◆ Problem details ◆
Your reply should be the complete data, reproduced exactly.

⟨

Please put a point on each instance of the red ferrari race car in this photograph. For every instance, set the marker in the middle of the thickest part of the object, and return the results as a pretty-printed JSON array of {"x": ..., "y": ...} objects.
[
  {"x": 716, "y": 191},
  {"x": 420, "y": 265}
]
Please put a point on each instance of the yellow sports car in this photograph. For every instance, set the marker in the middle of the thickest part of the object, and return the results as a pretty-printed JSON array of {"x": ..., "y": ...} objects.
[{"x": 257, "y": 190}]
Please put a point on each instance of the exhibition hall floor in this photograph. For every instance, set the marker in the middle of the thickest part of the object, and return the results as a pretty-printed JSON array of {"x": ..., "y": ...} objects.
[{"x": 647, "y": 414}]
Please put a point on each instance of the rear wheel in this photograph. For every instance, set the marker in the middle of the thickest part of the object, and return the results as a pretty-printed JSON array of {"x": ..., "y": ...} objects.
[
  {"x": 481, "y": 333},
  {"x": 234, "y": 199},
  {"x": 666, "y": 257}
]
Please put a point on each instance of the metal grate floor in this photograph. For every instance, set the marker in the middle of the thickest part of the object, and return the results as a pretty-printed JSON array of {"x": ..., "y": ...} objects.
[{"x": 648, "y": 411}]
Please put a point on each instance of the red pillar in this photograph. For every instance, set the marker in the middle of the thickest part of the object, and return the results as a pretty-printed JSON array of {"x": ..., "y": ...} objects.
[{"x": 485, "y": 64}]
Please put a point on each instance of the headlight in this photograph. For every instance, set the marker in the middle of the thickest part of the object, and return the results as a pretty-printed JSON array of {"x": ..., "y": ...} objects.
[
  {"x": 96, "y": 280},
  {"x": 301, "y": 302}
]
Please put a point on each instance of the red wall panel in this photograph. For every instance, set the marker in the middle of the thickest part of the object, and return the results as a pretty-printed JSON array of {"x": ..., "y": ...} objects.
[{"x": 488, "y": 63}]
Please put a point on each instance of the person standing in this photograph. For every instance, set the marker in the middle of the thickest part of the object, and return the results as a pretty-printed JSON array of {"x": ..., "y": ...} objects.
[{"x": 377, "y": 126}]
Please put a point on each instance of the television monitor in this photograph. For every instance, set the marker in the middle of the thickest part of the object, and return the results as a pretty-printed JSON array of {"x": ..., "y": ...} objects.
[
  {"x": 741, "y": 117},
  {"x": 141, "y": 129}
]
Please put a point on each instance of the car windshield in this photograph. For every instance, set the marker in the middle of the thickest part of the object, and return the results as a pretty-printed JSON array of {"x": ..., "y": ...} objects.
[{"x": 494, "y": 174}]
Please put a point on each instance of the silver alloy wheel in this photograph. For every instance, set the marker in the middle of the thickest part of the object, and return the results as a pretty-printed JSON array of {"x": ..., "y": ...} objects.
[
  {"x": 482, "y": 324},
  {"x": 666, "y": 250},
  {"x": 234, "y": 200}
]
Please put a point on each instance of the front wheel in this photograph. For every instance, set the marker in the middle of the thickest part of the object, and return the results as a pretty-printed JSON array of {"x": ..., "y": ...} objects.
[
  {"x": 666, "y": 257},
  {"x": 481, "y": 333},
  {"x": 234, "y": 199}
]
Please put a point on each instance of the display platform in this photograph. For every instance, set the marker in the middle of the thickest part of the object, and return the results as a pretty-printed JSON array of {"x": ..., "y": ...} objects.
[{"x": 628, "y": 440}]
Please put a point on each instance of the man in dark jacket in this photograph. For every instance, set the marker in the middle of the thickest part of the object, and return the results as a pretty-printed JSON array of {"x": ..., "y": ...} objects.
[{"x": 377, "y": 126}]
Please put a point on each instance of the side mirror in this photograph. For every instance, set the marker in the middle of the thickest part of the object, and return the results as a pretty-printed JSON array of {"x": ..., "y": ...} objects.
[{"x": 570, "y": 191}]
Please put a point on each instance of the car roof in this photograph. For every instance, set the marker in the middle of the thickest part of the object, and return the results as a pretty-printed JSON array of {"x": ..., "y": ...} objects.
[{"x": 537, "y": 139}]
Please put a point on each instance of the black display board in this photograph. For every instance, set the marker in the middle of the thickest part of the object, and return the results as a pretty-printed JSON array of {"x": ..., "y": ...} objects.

⟩

◆ Exercise response ◆
Please put a point on each instance of the red ferrari race car in this photograph. For every instance, set the marker in the middle of the thickest part of the object, and return the results as a pretty-printed JSON array of {"x": ..., "y": ...} objects.
[
  {"x": 716, "y": 191},
  {"x": 420, "y": 265}
]
Please put a point on each instance of the yellow sports car in this photograph. For every instance, set the marker in the middle of the thickest part of the object, and return the results as a pretty-printed JSON array of {"x": ..., "y": ...} objects.
[{"x": 257, "y": 190}]
Please put a point on each instance of the exhibition hall floor in this photograph. For every instance, set the marker in the middle of the thickest part of the object, and return the results as a pretty-printed JSON array of {"x": ..., "y": ...} objects.
[{"x": 647, "y": 414}]
Please put a point on each instance of the rear wheel in this photograph. For every instance, set the marker in the middle of the thickest part of the object, and return the results as a pretty-printed JSON array of {"x": ..., "y": ...} objects.
[
  {"x": 481, "y": 333},
  {"x": 234, "y": 199},
  {"x": 666, "y": 257}
]
Please put a point on each instance of the metal grate floor in this photograph. For every instance, set the marker in the middle of the thickest part of the object, and return the results as a pretty-printed JSON array of {"x": ..., "y": ...} objects.
[{"x": 648, "y": 411}]
Please put a point on each instance of the red pillar in this photograph. For every instance, set the marker in the middle of the thickest part of the object, and return the results as a pretty-printed JSON array of {"x": ..., "y": ...} objects.
[{"x": 485, "y": 64}]
Please put a point on each instance of the headlight in this photograph. For every instance, set the marker in the middle of the thickest part of the object, and return the results as a pretty-printed JSON array of {"x": ..., "y": ...} objects.
[
  {"x": 96, "y": 280},
  {"x": 301, "y": 302}
]
Please put a point on each instance of the red wall panel in this photograph. For every instance, set the marker in the middle of the thickest part of the object, and return the results as a pretty-printed JSON array of {"x": ..., "y": ...} objects.
[{"x": 488, "y": 63}]
Please put a point on each instance of the person standing in this photograph. For every instance, set the marker in the middle of the thickest part of the object, and return the results as a pretty-printed JSON array of {"x": ..., "y": ...} objects.
[{"x": 377, "y": 126}]
Please put a point on each instance of the television monitor in this photograph. For every instance, set the marker in the middle of the thickest part of the object, and return the results as a pretty-printed JSON array of {"x": ..., "y": ...} objects.
[
  {"x": 741, "y": 117},
  {"x": 141, "y": 129}
]
Please put a point on each instance of the car windshield in this photograph. For every instance, set the marker in the middle of the thickest part of the object, and return the results as a pretty-printed JSON array of {"x": ..., "y": ...} objects.
[{"x": 494, "y": 174}]
Please put a point on each instance of the silver alloy wheel in this photograph. For every instance, set the marker in the middle of the thickest part of the object, and return the results as a pretty-printed JSON array of {"x": ..., "y": ...} objects.
[
  {"x": 482, "y": 324},
  {"x": 666, "y": 250},
  {"x": 234, "y": 200}
]
Please put a point on each instance of the front wheel in this photograph. For every instance, set the marker in the middle of the thickest part of the object, and return the results as a pretty-printed JSON array of {"x": ..., "y": ...} objects.
[
  {"x": 666, "y": 257},
  {"x": 481, "y": 333},
  {"x": 234, "y": 199}
]
Please put a point on each instance of the display platform in this photograph. For every instance, set the marker in the middle of the thickest part of the object, and return the results as a pretty-printed JSON array of {"x": ..., "y": ...} objects.
[{"x": 628, "y": 440}]
Please put a point on each instance of the man in dark jacket in this photograph. For every instance, set the marker in the middle of the thickest part of the object, and return the results as a pretty-printed JSON array of {"x": ..., "y": ...} objects.
[{"x": 377, "y": 126}]
Please put a point on each instance of the side mirror in this photograph. For every instance, set the marker in the middle of the thickest part of the object, and return the results as a pretty-printed JSON array of {"x": ..., "y": ...} objects.
[{"x": 570, "y": 191}]
Please put a point on each instance of the car roof in this photograph. For every instance, set the marker in the middle of the thickest part of the object, and return the results as a pretty-printed JSON array of {"x": ..., "y": ...} objects.
[{"x": 537, "y": 139}]
Please put a point on each instance of the black display board in this photograph. For every instance, set the marker in the middle of the thickest part of the object, and return the results as a pretty-printed JSON array of {"x": ..., "y": ...} objects.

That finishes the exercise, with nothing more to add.